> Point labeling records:
┄┄┄┄┄┄┄┄┄┄
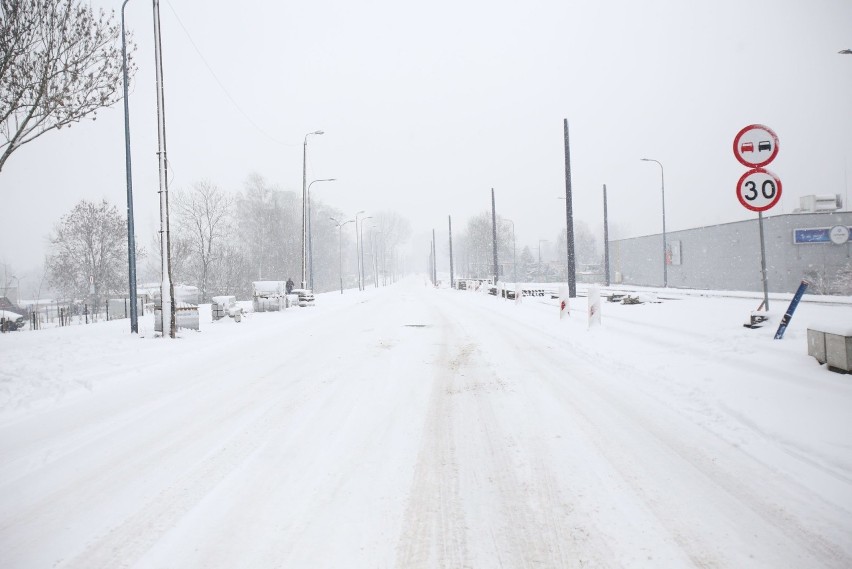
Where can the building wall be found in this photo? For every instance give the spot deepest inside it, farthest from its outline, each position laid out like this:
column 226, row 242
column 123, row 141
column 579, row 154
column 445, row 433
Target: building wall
column 727, row 256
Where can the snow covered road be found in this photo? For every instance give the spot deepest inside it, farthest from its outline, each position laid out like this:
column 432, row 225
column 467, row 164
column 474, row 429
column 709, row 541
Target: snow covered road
column 414, row 427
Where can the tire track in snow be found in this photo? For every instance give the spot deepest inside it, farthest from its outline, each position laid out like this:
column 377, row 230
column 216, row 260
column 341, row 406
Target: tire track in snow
column 433, row 533
column 630, row 429
column 477, row 473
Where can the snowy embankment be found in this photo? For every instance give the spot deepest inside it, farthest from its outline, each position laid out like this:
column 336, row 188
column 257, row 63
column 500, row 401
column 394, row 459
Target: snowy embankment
column 412, row 427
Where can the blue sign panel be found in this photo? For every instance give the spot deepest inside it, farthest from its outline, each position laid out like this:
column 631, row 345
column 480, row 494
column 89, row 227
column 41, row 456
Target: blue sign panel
column 817, row 235
column 812, row 235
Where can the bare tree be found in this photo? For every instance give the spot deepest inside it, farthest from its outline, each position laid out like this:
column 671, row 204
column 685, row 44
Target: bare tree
column 269, row 224
column 59, row 63
column 88, row 253
column 203, row 217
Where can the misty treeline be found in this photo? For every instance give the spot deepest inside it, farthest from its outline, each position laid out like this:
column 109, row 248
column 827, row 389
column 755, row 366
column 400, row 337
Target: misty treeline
column 473, row 252
column 220, row 242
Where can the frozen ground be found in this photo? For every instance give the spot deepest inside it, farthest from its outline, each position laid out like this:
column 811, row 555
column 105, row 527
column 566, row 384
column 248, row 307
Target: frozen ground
column 413, row 427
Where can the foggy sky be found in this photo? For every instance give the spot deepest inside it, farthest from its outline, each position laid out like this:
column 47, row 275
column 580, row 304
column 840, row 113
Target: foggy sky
column 426, row 107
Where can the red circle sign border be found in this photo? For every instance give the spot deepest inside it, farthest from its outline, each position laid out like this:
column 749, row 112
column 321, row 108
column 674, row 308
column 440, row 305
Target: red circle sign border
column 756, row 164
column 777, row 186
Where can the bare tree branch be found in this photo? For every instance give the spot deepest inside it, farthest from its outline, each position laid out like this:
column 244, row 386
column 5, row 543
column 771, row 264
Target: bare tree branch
column 59, row 63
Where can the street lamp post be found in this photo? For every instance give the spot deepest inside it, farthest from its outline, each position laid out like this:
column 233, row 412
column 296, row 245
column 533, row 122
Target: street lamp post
column 340, row 246
column 540, row 241
column 358, row 249
column 310, row 233
column 363, row 271
column 131, row 239
column 305, row 209
column 167, row 289
column 663, row 192
column 514, row 251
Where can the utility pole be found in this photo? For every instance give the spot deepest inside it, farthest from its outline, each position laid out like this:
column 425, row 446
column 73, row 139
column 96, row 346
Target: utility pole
column 494, row 234
column 569, row 216
column 167, row 290
column 450, row 217
column 131, row 237
column 606, row 243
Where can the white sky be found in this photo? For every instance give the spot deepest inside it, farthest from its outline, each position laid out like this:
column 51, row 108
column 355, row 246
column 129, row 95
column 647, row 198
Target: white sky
column 426, row 108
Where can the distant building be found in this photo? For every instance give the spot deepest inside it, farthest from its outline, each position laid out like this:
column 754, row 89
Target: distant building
column 812, row 246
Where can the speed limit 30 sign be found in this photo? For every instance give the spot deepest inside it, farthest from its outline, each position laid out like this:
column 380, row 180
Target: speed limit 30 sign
column 759, row 189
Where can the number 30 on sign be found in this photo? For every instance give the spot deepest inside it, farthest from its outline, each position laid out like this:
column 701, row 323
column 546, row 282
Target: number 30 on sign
column 759, row 189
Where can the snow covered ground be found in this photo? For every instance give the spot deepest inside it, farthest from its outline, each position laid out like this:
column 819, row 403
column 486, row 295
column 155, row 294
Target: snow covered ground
column 409, row 426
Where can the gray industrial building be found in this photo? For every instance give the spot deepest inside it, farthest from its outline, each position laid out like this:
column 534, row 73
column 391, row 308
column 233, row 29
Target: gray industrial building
column 812, row 246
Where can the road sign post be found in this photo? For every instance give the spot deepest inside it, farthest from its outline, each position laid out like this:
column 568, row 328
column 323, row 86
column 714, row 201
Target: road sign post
column 758, row 189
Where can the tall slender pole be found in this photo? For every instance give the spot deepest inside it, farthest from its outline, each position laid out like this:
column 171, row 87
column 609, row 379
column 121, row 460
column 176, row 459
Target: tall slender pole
column 663, row 193
column 570, row 267
column 450, row 218
column 514, row 253
column 340, row 255
column 606, row 243
column 434, row 259
column 763, row 263
column 131, row 238
column 494, row 234
column 167, row 288
column 340, row 248
column 310, row 233
column 305, row 216
column 358, row 250
column 305, row 209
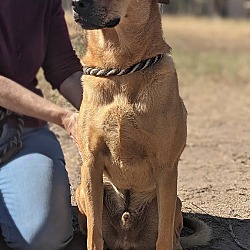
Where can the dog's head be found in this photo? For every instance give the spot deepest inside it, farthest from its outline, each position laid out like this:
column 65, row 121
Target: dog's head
column 99, row 14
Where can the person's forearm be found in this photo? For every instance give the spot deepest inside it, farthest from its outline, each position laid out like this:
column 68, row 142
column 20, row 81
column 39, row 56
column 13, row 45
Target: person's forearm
column 71, row 89
column 21, row 100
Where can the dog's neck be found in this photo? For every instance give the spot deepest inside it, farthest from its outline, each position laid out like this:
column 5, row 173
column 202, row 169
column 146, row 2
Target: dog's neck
column 136, row 38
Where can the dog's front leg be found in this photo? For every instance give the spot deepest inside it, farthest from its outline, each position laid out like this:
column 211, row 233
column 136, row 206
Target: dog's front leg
column 92, row 187
column 166, row 197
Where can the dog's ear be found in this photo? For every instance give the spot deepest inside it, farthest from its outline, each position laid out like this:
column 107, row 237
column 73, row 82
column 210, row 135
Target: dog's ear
column 164, row 1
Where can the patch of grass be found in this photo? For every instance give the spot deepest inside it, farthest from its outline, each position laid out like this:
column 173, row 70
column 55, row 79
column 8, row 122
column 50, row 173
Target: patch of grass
column 209, row 49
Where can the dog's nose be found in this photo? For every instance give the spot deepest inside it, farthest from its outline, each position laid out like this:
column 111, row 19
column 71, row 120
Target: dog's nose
column 79, row 5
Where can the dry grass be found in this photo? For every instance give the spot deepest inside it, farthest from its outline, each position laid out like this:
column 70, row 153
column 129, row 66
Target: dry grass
column 212, row 49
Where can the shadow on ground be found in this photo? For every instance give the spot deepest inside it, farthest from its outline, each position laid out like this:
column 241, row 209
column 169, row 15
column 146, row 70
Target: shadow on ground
column 227, row 233
column 223, row 238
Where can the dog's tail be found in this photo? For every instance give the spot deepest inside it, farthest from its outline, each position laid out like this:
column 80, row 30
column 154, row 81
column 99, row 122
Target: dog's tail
column 201, row 236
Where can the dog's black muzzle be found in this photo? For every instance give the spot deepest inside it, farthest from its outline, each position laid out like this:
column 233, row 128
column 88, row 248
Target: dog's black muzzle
column 89, row 16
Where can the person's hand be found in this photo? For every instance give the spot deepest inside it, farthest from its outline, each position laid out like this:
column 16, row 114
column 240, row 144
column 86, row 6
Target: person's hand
column 69, row 123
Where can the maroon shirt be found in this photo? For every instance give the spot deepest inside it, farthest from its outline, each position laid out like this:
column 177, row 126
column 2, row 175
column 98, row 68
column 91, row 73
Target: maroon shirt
column 33, row 34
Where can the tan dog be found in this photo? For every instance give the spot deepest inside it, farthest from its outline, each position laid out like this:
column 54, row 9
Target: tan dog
column 132, row 128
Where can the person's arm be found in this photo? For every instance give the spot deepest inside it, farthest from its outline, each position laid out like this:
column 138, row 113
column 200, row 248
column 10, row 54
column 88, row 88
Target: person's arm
column 16, row 98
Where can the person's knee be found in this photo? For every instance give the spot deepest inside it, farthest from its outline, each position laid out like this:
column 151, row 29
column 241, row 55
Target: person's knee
column 41, row 242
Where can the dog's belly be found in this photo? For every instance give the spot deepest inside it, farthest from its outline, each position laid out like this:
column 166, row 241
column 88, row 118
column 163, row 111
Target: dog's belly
column 137, row 177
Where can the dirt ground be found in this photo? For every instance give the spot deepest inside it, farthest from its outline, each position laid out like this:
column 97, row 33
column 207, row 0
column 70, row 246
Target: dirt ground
column 214, row 171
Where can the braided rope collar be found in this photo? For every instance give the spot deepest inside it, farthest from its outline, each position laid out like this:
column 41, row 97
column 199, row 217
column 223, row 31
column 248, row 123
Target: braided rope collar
column 119, row 72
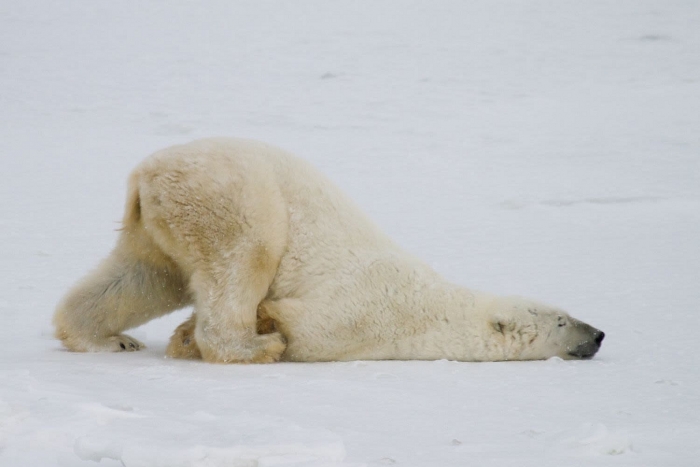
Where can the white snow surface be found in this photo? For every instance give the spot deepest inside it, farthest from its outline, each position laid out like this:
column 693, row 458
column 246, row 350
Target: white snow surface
column 549, row 149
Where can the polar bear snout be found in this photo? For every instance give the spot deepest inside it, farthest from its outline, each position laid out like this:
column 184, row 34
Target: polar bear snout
column 592, row 340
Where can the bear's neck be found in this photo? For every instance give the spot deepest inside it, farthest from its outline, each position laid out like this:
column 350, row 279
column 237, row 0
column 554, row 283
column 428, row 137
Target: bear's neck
column 457, row 325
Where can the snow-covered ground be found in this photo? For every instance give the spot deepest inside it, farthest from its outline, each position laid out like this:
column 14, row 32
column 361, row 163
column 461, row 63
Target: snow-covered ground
column 542, row 148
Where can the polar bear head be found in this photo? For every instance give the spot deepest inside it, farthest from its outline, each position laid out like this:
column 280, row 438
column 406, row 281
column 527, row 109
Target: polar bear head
column 526, row 330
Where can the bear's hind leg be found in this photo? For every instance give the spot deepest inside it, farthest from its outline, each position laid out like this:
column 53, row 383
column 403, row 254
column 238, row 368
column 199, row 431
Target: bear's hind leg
column 226, row 299
column 184, row 345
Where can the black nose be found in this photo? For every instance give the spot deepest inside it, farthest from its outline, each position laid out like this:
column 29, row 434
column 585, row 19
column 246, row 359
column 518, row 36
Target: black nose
column 600, row 335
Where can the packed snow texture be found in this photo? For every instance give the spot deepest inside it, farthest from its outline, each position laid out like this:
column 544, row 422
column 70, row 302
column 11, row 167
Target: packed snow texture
column 545, row 149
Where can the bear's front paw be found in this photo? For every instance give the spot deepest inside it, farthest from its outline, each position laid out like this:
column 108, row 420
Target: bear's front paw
column 123, row 343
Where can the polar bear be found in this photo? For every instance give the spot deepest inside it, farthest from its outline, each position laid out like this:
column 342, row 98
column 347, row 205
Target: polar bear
column 280, row 265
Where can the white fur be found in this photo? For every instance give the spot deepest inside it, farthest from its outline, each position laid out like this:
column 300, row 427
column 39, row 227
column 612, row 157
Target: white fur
column 235, row 227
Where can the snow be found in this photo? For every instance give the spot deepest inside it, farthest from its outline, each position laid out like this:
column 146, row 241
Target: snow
column 545, row 149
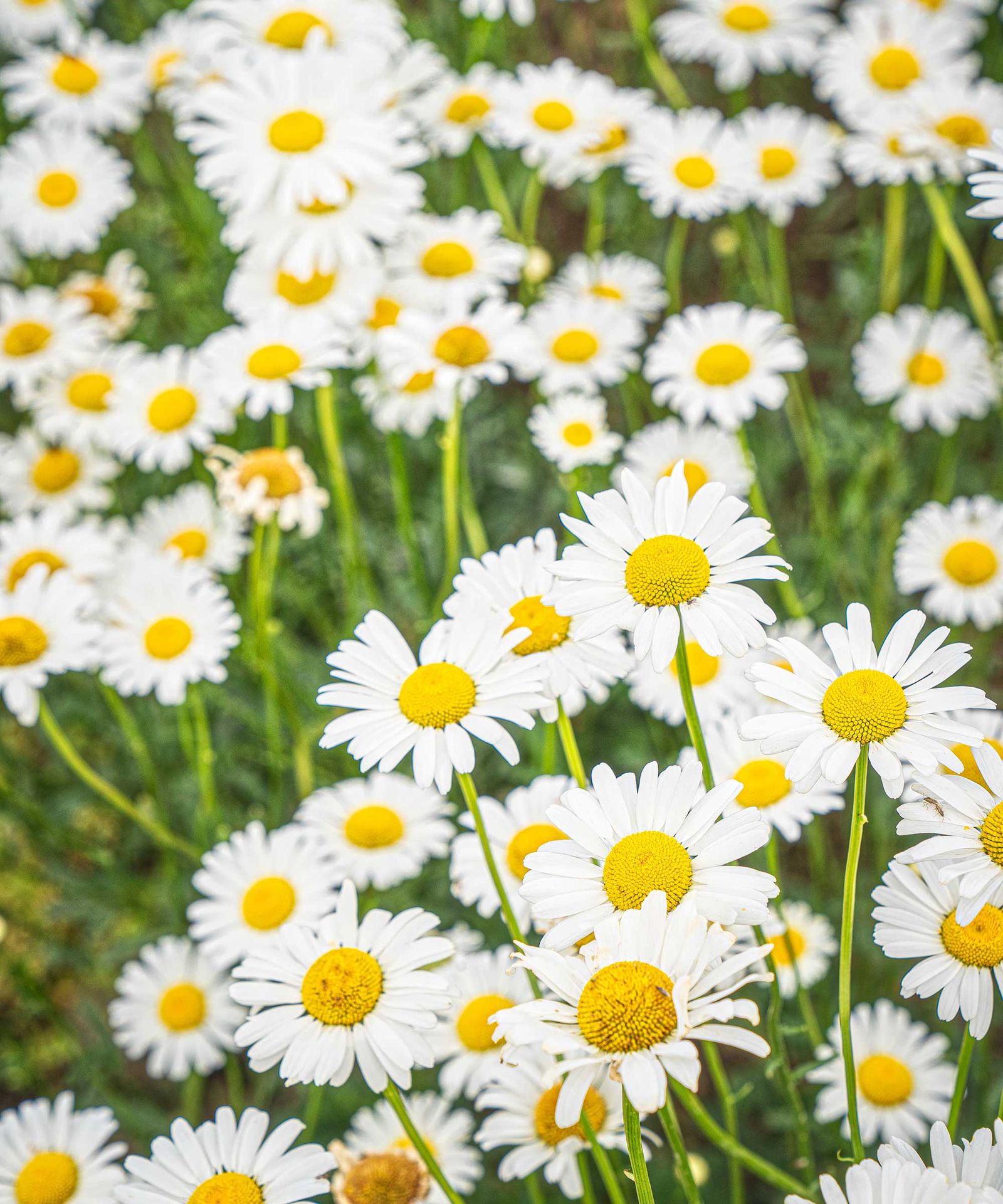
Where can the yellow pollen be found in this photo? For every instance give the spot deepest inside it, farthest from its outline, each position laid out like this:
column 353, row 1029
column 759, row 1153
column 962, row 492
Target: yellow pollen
┄┄┄┄┄┄┄┄┄┄
> What is required:
In the records above, take the stretch from the line that contains "Where can the dog's head" through the line that contains "column 99, row 14" and rename "dog's head" to "animal's head" wherever it appears there. Return only those lines, with everything else left unchanged.

> The reply:
Where can the animal's head be found in this photo? For every instance give the spot deepest inside it, farthest from its outline, each position laid out like this:
column 65, row 121
Target: animal's head
column 99, row 14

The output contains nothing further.